*Point annotation records*:
####
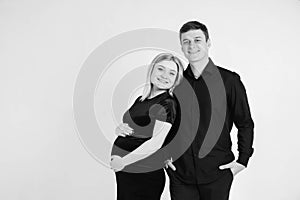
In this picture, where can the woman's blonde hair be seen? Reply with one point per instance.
(159, 58)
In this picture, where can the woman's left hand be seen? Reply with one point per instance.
(116, 163)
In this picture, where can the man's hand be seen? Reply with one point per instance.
(169, 163)
(116, 163)
(123, 130)
(234, 167)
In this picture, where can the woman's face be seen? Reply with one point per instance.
(164, 74)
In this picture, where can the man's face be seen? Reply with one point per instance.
(194, 45)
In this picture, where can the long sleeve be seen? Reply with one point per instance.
(242, 120)
(164, 115)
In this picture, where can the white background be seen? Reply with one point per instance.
(44, 43)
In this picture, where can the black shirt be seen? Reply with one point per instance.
(222, 102)
(141, 116)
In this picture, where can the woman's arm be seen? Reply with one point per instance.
(160, 132)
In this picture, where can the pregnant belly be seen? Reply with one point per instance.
(124, 145)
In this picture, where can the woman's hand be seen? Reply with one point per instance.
(123, 130)
(116, 163)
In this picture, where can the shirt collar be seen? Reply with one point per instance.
(208, 70)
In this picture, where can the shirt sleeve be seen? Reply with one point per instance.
(164, 111)
(242, 120)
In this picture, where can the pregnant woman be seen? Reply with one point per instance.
(145, 126)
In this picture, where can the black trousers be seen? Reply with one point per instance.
(140, 186)
(216, 190)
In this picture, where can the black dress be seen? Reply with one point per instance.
(132, 182)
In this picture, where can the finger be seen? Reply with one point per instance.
(128, 127)
(225, 166)
(172, 166)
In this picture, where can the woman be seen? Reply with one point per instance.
(148, 121)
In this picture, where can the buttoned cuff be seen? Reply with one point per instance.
(243, 159)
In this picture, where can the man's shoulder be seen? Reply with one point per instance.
(227, 74)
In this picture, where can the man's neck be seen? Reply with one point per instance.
(198, 67)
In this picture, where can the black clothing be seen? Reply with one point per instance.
(216, 190)
(131, 184)
(191, 168)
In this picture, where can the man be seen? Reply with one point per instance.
(206, 169)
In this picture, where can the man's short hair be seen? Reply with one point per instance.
(194, 25)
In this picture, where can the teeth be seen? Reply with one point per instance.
(162, 81)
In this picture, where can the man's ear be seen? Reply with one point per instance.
(208, 43)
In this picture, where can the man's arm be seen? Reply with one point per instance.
(242, 120)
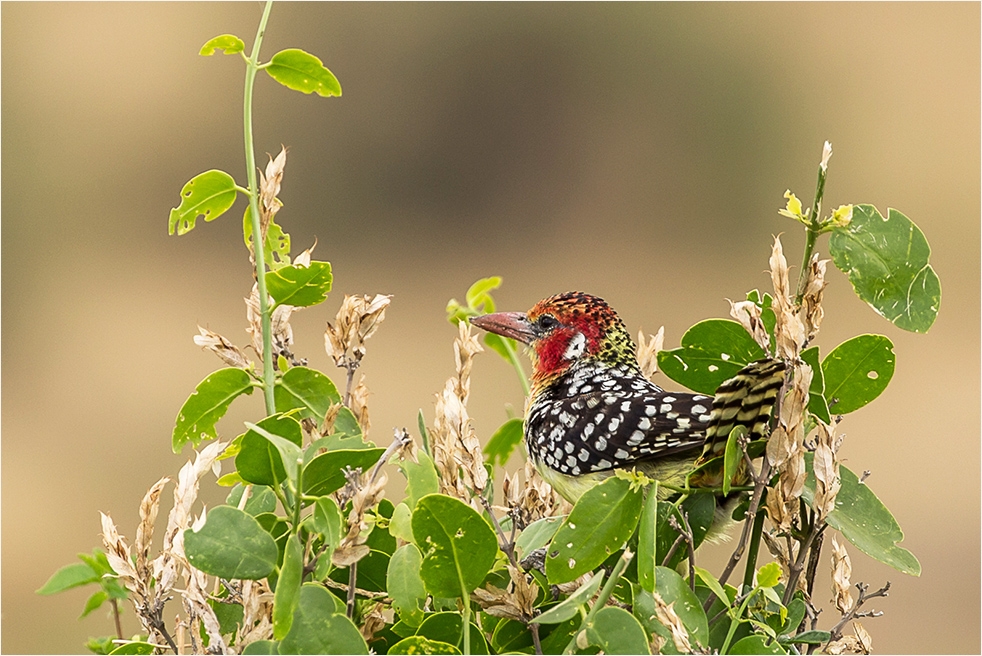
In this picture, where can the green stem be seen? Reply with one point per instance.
(258, 245)
(516, 363)
(814, 230)
(602, 598)
(753, 549)
(736, 621)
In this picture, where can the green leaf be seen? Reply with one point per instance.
(732, 456)
(68, 577)
(207, 404)
(300, 286)
(864, 520)
(401, 525)
(325, 473)
(711, 352)
(94, 602)
(499, 448)
(478, 296)
(447, 628)
(570, 607)
(231, 545)
(458, 545)
(260, 460)
(405, 585)
(307, 389)
(261, 499)
(601, 521)
(616, 631)
(319, 627)
(135, 647)
(886, 260)
(755, 644)
(229, 44)
(713, 584)
(301, 71)
(421, 478)
(287, 593)
(207, 194)
(817, 405)
(672, 588)
(290, 454)
(276, 250)
(537, 535)
(648, 539)
(769, 575)
(857, 371)
(421, 645)
(811, 637)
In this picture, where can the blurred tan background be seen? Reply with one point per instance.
(636, 151)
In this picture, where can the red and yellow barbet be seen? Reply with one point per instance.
(592, 411)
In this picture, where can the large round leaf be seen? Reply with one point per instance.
(458, 545)
(320, 627)
(231, 545)
(307, 389)
(601, 522)
(886, 259)
(857, 371)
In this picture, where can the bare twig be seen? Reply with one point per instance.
####
Write out each line of the data exactly; the images should be left out.

*COMPLETE OUTPUT*:
In this picture, where can the woman's blonde hair be seen? Reply with one point per instance.
(159, 58)
In this picture, where can the woman's left hand be seen? Reply with one point per instance.
(116, 163)
In this picture, where can the man's hand be seen? Reply with one point per instance.
(169, 163)
(116, 163)
(123, 130)
(234, 167)
In this picture, where can the woman's face be seen? Reply with one point per instance.
(164, 74)
In this picture, where can the man's face be seen? Reply with one point per instance.
(194, 45)
In this picture, where can the long sleeve be seen? Reply with one point per instance.
(242, 120)
(164, 115)
In this picture, where can the white background be seen? Reply with one point per instance.
(44, 43)
In this picture, where can the black shirt be seen? Reply with one point per instance.
(222, 102)
(141, 116)
In this picture, where can the woman's arm be seen? Reply with one point per instance.
(160, 132)
In this picture, where can the pregnant belly be seen? Reply with one point per instance.
(124, 145)
In this picture, where can the woman's hand be seen? Reply with one point per instance.
(123, 130)
(116, 163)
In this picture, where can the shirt collar be seen? Reply with one point per instance.
(208, 70)
In this picture, where can the shirt sleeve be seen? Reply with one point per instance.
(164, 111)
(242, 120)
In this picture, where can the pregnant woman be seen? Reply with one point per instance.
(145, 126)
In this picture, where can the black trousers be seen? Reply with one point per instance.
(140, 186)
(216, 190)
In this picture, where can the black dress be seen? Reply with one point per instance.
(132, 182)
In this picture, where can the finger be seen? Reply with one point per instance.
(128, 127)
(225, 166)
(172, 166)
In this picture, where can the woman be seen? Reply with one point per instance.
(148, 121)
In this picture, where can the buttoned cuff be seen? Reply with one point per instance.
(243, 159)
In this picture, where can the man's shoulder be seen? Reply with one point per instance.
(227, 74)
In this picture, where can the man's neck be seen? Reply with one point per instance.
(198, 67)
In this picture, where can the black clothing be seen? Reply with one point per instance.
(216, 190)
(131, 184)
(191, 168)
In this picture, where can the man be seen? Reply with one point per instance.
(206, 169)
In this picture, where can the man's short hair be seen? Reply with one point per instance.
(194, 25)
In this picture, where can the teeth be seen? Reply with one point per instance.
(162, 81)
In this picture, where can the man's ear be seen? Reply with one point per instance.
(208, 43)
In this picture, where can the man's arm be seen? Reply with one point per instance.
(242, 120)
In this picture, where can the green stem be seen? Reply with one point per instance.
(258, 245)
(516, 363)
(814, 230)
(602, 598)
(753, 549)
(736, 621)
In this picture, where can the green leaf be seen? Reply with one point per instance.
(732, 456)
(68, 577)
(207, 404)
(300, 286)
(864, 520)
(401, 525)
(325, 473)
(711, 352)
(94, 602)
(499, 448)
(478, 296)
(447, 628)
(570, 607)
(231, 545)
(458, 545)
(260, 460)
(405, 585)
(307, 389)
(261, 499)
(601, 521)
(616, 631)
(319, 627)
(135, 647)
(886, 260)
(755, 644)
(229, 44)
(713, 584)
(301, 71)
(421, 478)
(287, 593)
(207, 194)
(817, 405)
(672, 588)
(290, 454)
(276, 250)
(537, 535)
(648, 539)
(769, 575)
(857, 371)
(421, 645)
(811, 637)
In this picture, where can the blurred tan background be seen? Reply with one point per instance.
(636, 151)
In this picture, where can the red and yellow barbet be seen? Reply with one point per instance.
(592, 411)
In this picture, where can the large round leaf be seen? Reply with one point per instance.
(458, 545)
(320, 627)
(231, 545)
(307, 389)
(601, 522)
(886, 259)
(857, 371)
In this picture, where can the bare twig be seen? Reply with one point per instance.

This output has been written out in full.